**PASSAGE GIVEN**.
^^^^^^^^^^^^^^^^
A little dip is to be expected; school starts again soon; ringing about transport (where is the letter we should have received a week ago?) new uniforms, new shoes, and psyching myself up to actually wake before 7:30 each morning, all take their toll.

My sweet babies, my darlings. They’re nervous about going back, as well. Summer flew past so quickly this year, and they lost me for a fortnight of it. Guilt will not help me to parent them any more successfully–rather, it is almost certainly a hindrance.

Breathe, breathe, breathe.

The playground, today. Gabe’s friend remembering us despite the long break, and walking us home, after delighting Gabriel with his antics for the best part of an hour. (What does it say when another child remarks on my boy’s energy levels? He is so ALIVE, he is so beautiful.)

My precious, tempestuous girl, so far into puberty and adolescence now, so much a teenager in every way but actual years, wanting Squeezy, and letting me comfort her.

Being a 12-year-old girl is hard–I know, I remember, I can even now be tripped up by the things that happened when I was her age–I wish I didn’t empathise *quite* so much, some days. I worry that my empathy is sometimes excessive, and makes it worse for both of us… and yet. She let me do Squeezy, today. She let me help, when she was distressed, and she always has, really. Perhaps I’m not so terrible at being her mother.

It is typically easier with Gabriel, provided I have the energy to engage fully… but it’s just as rewarding, special, important, to interact with Naomi. I’m not trying to convince myself of that–I know it, in a way I know few other things–but I worry. If she ever finds this blog, what will she think?

The main thing I know of both my children, is that I love them more than my own life. Do they know it, though?

How many times have I said “worry” (or obliquely referred to my anxiety) in this one post? I should’ve made time for an entry yesterday, mayhap.

Breathe, breathe, breathe.

Go do a mindfulness. Don’t try to get out of your head–that’s where you live, and don’t you know it–but you can try for a little equanimity inside your head. Think (but not too deeply) about 2-3 weeks ago, and be grateful. This is imperfect, but it’s so much better than it was, and it will get even better again.

Breathe, breathe, breathe.

At this point in time, a little dip is to be expected.
^^^^^^^^^^^^^^^^
**DATA PROVIDED**.
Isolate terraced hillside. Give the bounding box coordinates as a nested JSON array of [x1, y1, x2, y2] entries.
^^^^^^^^^^^^^^^^
**PROBLEM TO SOLVE**. Revise the blog post above from "Go do a mindfulness." to "to be expected.", putting "calm" wherever "equanimity" appears.

**SOLUTION BELOW**.
Go do a mindfulness. Don’t try to get out of your head–that’s where you live, and don’t you know it–but you can try for a little calm inside your head. Think (but not too deeply) about 2-3 weeks ago, and be grateful. This is imperfect, but it’s so much better than it was, and it will get even better again.

Breathe, breathe, breathe.

At this point in time, a little dip is to be expected.